— start —

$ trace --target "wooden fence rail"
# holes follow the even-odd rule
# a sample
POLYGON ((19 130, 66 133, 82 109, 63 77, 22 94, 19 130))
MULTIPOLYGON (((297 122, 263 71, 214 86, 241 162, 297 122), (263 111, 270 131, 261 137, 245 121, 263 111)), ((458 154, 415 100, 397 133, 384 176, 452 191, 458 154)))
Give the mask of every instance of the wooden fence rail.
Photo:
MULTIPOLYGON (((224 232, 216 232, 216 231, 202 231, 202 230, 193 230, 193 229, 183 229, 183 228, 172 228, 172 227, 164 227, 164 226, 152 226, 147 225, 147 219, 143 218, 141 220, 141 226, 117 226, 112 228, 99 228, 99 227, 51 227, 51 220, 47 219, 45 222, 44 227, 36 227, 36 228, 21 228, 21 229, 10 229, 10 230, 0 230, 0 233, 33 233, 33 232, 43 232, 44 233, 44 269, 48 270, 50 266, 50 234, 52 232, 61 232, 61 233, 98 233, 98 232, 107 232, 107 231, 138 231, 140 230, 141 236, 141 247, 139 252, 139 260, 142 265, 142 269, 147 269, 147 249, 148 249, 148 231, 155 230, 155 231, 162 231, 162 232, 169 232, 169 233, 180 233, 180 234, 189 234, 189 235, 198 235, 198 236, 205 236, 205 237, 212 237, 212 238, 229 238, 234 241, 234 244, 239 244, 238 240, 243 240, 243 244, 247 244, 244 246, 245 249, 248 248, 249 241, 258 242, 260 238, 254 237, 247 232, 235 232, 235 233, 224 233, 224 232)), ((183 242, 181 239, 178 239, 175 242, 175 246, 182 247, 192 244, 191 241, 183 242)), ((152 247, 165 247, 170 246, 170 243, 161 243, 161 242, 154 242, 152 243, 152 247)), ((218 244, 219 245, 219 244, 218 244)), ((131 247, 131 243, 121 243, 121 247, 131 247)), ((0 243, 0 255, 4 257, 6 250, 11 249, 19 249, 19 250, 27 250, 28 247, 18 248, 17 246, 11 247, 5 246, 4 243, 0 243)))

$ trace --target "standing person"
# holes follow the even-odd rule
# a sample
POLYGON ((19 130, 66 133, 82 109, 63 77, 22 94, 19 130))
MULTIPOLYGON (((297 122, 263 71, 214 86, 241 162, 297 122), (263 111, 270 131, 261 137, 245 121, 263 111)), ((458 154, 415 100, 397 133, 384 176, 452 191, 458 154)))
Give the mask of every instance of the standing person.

— end —

**Given exercise**: Gather each line from the items that contains the word "instance".

**Output of the task**:
Give the mask of every instance of the wooden fence rail.
Give the mask of every instance of the standing person.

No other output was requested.